## Task to complete
Any picture in the material should be left out, while all other lines are copied exactly.

--- Supplied data ---

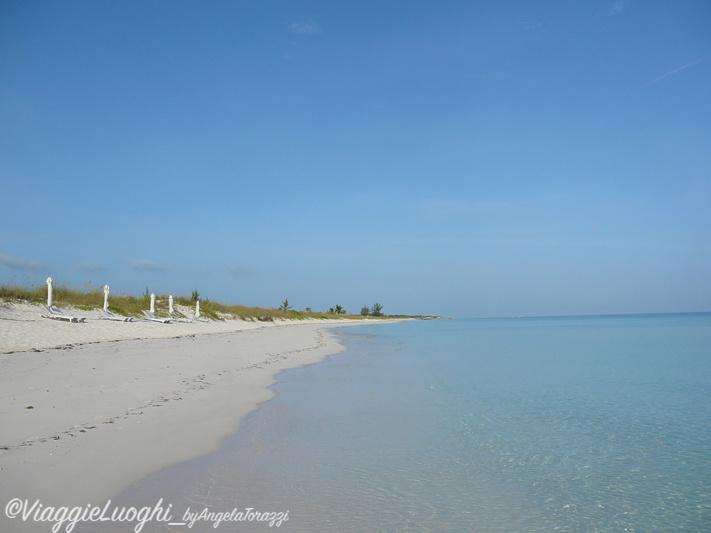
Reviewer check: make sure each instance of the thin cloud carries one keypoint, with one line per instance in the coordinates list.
(145, 264)
(458, 207)
(679, 69)
(307, 26)
(237, 270)
(21, 264)
(90, 267)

---

## Exercise response
Reviewer check: make sure each instance of the thin cloud carries one keypoint, with one line per instance in the coordinates list.
(145, 264)
(458, 207)
(679, 69)
(307, 26)
(237, 270)
(21, 264)
(90, 267)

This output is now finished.